* Document
CCD: Our investigation also revealed that only 70% of customers billed response to payment, what do you think is the cause of this poor customer’s response and what are you doing to reverse the trend?
DS: As I have said earlier, if you look clearly only our Green Feeders that are responding to up to 50-60% and you see we are losing almost 40-50% of our revenue is not that these customers are not there but, because of the bad attitude of some Sales reps who are not seeing this business as theirs, if you disconnect a customer you need be very vigilant for them not to reconnect themselves or tap from their neighbours in some cases; in some areas they know it is no more government property but they will still do as they want, but such issues are now being address decisively. Another issue here is rural areas where you will find thirty to hundred customers using one service drop and some of them will even abundant their bills because they cannot afford to pay it. Couple with all such challenges we were able to improve our collection from where we meet it around 120m to 130m and with what we are doing before the end of this year we will be able to move our customers’ response to 70%

CCD: You are a qualified engineer, and now you are largely a business manager, how do you manage the demand of these two callings?
DS: In fact, I feel great. My background and the demand of the business has made me more innovative and flexible. When I came to Kebbi, I find out  about nine local governments were out of supply and I took the challenge, I thought of how I can bring back these customers back into the network, I carried-out inspection in the site and came up with creative solution and within two weeks, supply was restored at Zero cost through recovery from other areas. We have also networked the whole feeders in which no customer will remain up to two hours without supply because of fault or any other related issues like vandalism; if  we have  problem with one substation, we definitely know how to supply them immediately. I have a very good team that supports me in this regard. We need to deliver excellent services to our customers and I want the customers to attest to Kaduna Electric’s commitment to discharging its obligations. That is why some people are saying Kebbi is the best Regional Office.

CCD: It is being canvassed in some quarters that the present regional offices as they are, are too wide for one BDRO to effectively manage, what is your take on this?
DS: Yeas I agree that some Regional Offices are two wide for one BDRO, because our business needs to go closer to our customers so, for you to achieve your outcome you really need to go closer to your customers and as well closer to your staff as head. You see like Kebbi if you want go and supervise areas like Yauri- Zuru axis it will take the whole day and that means you need to stay a while to oversee that axis. Problem of our people if they don’t see you often they will relax, these and many more reasons warrant us to go closer to our customers.

CCD: The Company is obviously having a good relationship with Kebbi State Government, what is the secret and what call do you have to other BDROs on how to improve relationship with critical stakeholders in their areas of operation?
DS: Well, there is no secrete, it is something practical. Electricity industry is service industry, what people want is good services. You as a service provider must be ready to render qualitative service always. Let your customers understand your business and be ready to attend to any problem with passion. One need to maintain and respect his integrity which is one of the goals of Kaduna electric, if they understand that all your mission is to provide service to them without any compromise they will respect you and the company at large. In Kebbi, we don’t have any issue with the State Government because they know I am always there for them; if they have any issue at whatever hour, I will be there to solve it and any moment they need our attention we definitely answer to their call.

* Dataset rows
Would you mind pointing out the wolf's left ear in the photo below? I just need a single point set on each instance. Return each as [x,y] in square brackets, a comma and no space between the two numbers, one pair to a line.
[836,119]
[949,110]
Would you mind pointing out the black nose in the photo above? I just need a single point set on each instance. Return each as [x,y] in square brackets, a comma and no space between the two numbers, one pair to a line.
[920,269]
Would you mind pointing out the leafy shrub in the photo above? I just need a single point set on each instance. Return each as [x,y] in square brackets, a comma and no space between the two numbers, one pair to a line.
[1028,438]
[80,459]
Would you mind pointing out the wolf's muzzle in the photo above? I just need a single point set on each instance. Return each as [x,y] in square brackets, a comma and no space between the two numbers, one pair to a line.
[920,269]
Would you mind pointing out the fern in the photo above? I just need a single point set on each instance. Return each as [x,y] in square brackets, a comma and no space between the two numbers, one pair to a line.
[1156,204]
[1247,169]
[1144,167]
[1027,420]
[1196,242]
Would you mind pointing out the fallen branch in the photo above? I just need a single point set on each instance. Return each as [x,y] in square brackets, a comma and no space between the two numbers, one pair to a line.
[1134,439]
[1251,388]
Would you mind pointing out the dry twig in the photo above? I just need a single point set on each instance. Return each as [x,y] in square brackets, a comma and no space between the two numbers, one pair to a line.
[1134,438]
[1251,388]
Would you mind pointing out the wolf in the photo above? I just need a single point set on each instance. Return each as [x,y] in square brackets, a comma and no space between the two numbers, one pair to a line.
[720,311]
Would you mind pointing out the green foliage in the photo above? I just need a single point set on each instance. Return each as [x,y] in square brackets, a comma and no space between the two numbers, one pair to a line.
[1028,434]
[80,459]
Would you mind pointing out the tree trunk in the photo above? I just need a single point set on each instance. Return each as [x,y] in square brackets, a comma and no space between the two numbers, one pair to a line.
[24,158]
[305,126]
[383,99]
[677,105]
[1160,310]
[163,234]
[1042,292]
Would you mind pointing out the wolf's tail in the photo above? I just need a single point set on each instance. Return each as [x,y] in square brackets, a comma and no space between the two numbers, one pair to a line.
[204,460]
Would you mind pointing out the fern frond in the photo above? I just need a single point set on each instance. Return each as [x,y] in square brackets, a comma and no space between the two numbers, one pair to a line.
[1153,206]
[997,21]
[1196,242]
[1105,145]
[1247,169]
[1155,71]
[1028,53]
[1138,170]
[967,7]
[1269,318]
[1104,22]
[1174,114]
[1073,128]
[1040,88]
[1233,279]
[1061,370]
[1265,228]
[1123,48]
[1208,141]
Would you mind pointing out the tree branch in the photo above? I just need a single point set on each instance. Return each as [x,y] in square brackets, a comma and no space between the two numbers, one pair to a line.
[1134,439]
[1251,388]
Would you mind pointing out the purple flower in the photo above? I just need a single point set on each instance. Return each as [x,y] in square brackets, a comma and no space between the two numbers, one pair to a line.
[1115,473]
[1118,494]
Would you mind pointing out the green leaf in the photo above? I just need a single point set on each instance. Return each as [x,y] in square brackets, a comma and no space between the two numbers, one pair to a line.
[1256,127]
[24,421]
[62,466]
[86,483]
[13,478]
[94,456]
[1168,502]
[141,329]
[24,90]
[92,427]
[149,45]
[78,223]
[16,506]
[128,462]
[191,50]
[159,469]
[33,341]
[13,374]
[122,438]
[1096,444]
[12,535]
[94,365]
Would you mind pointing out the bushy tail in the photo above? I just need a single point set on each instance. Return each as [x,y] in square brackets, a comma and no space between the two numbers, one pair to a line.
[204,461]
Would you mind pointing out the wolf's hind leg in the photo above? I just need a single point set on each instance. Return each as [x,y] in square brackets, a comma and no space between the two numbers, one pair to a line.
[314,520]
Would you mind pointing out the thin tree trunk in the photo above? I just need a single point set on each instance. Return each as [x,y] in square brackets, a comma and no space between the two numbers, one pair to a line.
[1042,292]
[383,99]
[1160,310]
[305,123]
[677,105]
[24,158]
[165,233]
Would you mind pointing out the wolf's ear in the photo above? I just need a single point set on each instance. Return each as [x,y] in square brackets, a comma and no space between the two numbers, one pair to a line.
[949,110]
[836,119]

* Task objective
According to the interview, how long did it take to restore supply after about nine local governments in Kebbi were found without it? Rely only on the interview for the answer.

* Response
Within two weeks.